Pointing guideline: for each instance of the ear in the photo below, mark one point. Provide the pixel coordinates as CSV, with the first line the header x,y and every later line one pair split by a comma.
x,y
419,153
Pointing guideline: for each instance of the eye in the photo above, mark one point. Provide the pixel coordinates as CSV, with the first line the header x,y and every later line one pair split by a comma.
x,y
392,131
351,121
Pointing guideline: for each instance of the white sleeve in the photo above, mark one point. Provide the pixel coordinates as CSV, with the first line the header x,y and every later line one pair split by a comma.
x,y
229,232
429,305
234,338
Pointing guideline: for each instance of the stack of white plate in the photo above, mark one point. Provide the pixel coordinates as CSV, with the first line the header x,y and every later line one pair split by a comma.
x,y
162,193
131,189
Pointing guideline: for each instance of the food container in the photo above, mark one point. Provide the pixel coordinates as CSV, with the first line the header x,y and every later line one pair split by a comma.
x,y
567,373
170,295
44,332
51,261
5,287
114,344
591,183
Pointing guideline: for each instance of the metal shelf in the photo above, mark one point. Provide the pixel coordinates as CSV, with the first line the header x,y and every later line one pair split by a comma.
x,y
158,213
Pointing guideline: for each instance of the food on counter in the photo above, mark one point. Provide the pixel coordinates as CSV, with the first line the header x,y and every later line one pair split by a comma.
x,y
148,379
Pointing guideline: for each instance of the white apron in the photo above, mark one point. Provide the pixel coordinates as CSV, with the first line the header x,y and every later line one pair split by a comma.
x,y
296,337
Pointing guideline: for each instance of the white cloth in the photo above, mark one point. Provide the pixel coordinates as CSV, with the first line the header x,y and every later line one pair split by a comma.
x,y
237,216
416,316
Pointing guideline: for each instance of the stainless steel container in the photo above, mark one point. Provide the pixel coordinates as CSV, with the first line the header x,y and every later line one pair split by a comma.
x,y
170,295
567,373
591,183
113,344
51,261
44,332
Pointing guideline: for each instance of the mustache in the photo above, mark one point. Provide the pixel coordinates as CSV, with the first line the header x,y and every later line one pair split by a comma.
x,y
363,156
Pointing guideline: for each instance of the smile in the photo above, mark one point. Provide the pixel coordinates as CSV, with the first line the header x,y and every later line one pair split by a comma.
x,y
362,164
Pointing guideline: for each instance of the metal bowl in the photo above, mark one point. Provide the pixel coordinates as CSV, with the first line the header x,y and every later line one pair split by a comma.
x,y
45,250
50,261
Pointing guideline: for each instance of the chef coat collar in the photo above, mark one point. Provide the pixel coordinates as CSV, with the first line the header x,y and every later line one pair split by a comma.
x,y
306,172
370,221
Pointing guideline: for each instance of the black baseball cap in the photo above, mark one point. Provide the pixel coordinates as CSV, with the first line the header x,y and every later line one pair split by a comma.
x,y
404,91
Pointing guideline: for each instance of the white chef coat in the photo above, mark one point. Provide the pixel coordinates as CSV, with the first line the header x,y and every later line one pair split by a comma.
--*--
What you need to do — The expected response is the full data, reproduced exactly.

Answer below —
Pointing guideline: for each instance of the ear in the photo below, mark one point. Provide the pixel coordinates as CSV, with the first line the header x,y and every later line one pair split by a comma.
x,y
419,153
Pointing guideline: for each instance of the eye in the photo above, mark one point. Provide the pixel coordinates as CSV, with the first line the header x,y and every later line one pair split by a comma.
x,y
392,131
351,121
Pointing guideline: for each instance of the white sleeve in the photo above, mark one point. Provide the pixel coordinates as CSV, with the first line the header x,y and every later line one pair split by a comma.
x,y
229,232
429,305
234,338
Pointing guideline: for each instance of the stack of white plate in the photo above, mark one point. Provide the pixel coordinates as CSV, with the first line the header x,y and every later line one pair split by a comma.
x,y
162,193
131,189
Pointing guideline: for each instance of the food container in the photo above, mark one point. Provide the pixel coordinates as CSV, with the first line the header x,y and every later line one pair split by a comma.
x,y
567,373
170,295
44,332
51,261
5,287
114,344
591,183
Pointing guideline: for each instance of the metal shelf in the photo above, mark one point. Provide the pixel coordinates as CSV, with the first line the header x,y and every later line one pair split by a comma.
x,y
158,213
Pointing guideline: for each instance of the food on counter in the photo above, mark one point. Provide the pixel coordinates as CSV, with the first line the header x,y and every later line one pair split by a comma.
x,y
148,379
Pointing guideline: for each instance of the white apron in the photo above, mark one point. Provide the pixel coordinates as CSV, with the first line the header x,y and every later line one pair split by a comma.
x,y
296,337
Pointing guideline: for each instance of the white cloth in the photo above, mark one point. Provide the pixel coordinates as CSV, with the first line the header x,y and every later line one pair split by a comma.
x,y
237,216
416,316
Pointing guideline: for each instance of the stainless steel container in the photo above, mark one point. Provide the pixel coordinates as CSV, with the first line the header x,y and every later line one pair split by a comma.
x,y
170,295
567,373
591,183
113,344
51,261
44,332
Pointing guideline: for each instance of the mustache in the photo above, mark one point. Provide the pixel coordinates as CSV, with the first line the header x,y and every later line one pair split by a comma.
x,y
363,156
Pointing guideline: for each instance of the smile in the photo above, mark one point. Provide the pixel coordinates as CSV, with the first line the header x,y and every later line one pair split by a comma.
x,y
362,164
Pointing guideline: for each instance of the metal bowl in the photo above, mark one point. Provide the pixel coordinates as CSV, with the first line the header x,y and every later line one pair split by a comma.
x,y
45,250
50,261
Pointing guideline: for each instance of the chef coat collar in the photo above, mark one point. Provide the pixel coordinates as CSV, with the first line the header x,y and every later line one pair split by a comma.
x,y
306,172
370,221
Pointing guideline: for each instance of the black baseball cap in the photo above, mark one point. Provide the pixel coordinates as CSV, with the first line the header x,y and every later line one pair split by a comma.
x,y
404,91
Pointing guideline: for each instance of the white chef coat in the photo above, mark one point. Provide the pixel coordinates as CSV, with the first line the header x,y and every later line one pair split by a comma.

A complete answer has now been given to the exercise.